Records from a data collection
━━━━━━━━
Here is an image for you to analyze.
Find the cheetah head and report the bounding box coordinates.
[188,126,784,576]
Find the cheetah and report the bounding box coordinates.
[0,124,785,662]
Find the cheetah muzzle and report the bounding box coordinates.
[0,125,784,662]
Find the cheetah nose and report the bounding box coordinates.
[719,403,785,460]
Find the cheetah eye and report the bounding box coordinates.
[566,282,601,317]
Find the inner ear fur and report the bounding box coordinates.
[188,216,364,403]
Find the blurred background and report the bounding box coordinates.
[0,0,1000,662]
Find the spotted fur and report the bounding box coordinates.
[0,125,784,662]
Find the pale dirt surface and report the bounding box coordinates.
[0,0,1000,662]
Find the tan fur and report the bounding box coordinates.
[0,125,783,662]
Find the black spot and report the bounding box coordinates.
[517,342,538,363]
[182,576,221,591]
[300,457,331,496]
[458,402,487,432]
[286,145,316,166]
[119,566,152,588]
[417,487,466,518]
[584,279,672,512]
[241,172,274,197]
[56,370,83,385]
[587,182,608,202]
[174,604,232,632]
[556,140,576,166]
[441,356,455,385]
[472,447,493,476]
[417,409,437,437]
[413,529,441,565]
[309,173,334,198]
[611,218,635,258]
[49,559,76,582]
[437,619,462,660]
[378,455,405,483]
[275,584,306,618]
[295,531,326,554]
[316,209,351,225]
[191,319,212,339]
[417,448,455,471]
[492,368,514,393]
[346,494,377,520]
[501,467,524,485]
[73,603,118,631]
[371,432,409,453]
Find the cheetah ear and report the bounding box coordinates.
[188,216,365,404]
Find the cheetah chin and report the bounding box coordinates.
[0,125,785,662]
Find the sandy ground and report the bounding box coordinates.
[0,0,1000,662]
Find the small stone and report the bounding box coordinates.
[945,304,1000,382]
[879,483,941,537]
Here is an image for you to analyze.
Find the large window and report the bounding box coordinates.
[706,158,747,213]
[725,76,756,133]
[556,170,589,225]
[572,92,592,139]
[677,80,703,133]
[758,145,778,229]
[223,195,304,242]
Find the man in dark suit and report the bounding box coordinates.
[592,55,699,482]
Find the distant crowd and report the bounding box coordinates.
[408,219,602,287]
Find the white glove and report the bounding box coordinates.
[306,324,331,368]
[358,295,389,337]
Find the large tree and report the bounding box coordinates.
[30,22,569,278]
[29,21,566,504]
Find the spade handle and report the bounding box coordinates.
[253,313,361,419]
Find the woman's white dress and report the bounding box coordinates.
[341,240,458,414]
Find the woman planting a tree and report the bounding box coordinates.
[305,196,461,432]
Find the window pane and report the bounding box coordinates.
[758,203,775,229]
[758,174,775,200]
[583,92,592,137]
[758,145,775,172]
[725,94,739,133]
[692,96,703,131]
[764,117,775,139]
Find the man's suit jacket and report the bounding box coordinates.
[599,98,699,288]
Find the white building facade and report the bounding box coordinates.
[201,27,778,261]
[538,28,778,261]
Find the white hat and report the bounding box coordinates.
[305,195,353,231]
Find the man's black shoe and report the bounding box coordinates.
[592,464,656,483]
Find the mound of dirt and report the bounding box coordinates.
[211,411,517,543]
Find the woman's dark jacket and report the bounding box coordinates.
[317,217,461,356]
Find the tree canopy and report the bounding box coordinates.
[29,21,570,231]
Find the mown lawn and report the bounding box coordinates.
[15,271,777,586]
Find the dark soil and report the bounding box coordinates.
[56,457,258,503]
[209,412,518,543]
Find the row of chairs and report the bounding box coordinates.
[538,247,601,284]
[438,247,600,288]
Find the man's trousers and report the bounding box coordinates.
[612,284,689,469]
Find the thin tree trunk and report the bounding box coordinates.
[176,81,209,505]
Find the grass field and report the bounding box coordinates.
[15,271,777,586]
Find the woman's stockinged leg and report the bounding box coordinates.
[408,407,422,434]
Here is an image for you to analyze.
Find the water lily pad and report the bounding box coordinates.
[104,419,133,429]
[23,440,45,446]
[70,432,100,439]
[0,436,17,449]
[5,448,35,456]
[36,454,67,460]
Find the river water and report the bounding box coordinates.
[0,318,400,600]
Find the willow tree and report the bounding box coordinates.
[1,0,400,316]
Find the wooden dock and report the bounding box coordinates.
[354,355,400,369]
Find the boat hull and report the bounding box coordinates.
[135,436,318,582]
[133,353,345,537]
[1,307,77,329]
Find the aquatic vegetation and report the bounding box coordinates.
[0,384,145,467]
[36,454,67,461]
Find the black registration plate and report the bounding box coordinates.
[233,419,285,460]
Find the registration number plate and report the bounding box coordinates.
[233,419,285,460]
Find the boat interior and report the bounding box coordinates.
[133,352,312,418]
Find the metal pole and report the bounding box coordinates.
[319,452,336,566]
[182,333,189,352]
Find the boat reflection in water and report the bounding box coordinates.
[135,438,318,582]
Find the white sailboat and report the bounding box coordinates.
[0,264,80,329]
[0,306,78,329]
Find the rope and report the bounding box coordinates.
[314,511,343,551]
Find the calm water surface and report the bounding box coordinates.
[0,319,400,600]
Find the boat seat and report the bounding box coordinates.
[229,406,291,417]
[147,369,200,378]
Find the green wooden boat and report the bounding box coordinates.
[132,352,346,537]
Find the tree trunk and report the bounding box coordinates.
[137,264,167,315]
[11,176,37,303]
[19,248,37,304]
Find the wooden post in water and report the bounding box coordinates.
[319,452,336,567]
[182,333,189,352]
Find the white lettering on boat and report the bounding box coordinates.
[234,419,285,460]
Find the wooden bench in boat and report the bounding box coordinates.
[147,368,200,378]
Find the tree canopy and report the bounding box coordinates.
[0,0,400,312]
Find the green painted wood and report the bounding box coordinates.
━━━━━━━━
■ What needs to be done ■
Rewrite the part of the records that begins with the line containing "Find the black registration" and ends with the line containing "[19,248,37,304]", including both of those lines. Keep every request line unchanged, and multiply each bounding box coordinate by 0.7, rounding to the nearest whole number with halves rounded up.

■ Response to the exercise ■
Find the black registration plate and report the bounding box coordinates.
[163,293,200,322]
Find the registration number plate and report the bounding box coordinates.
[163,293,200,322]
Find the boat interior and report the bounding box coordinates.
[93,246,218,293]
Find the metal pole and report the bounding box coordinates.
[223,316,235,396]
[127,233,132,246]
Find the boat reflection in water and report the bounding box coordinates.
[95,307,223,407]
Find the white sailboat and report the bounding box coordinates.
[0,185,56,230]
[0,214,55,230]
Find the rope and report the bounding box coordinates.
[220,358,240,386]
Find the calm water surface and report the bounding box coordinates.
[0,223,280,420]
Find the boat seat and report the bounding box coordinates.
[160,284,204,292]
[103,258,140,265]
Find the green wooden boat and report the bounding box coordinates.
[92,246,242,376]
Find the tree trunk and report the bounding box coordinates.
[96,185,117,221]
[8,123,26,212]
[13,174,26,213]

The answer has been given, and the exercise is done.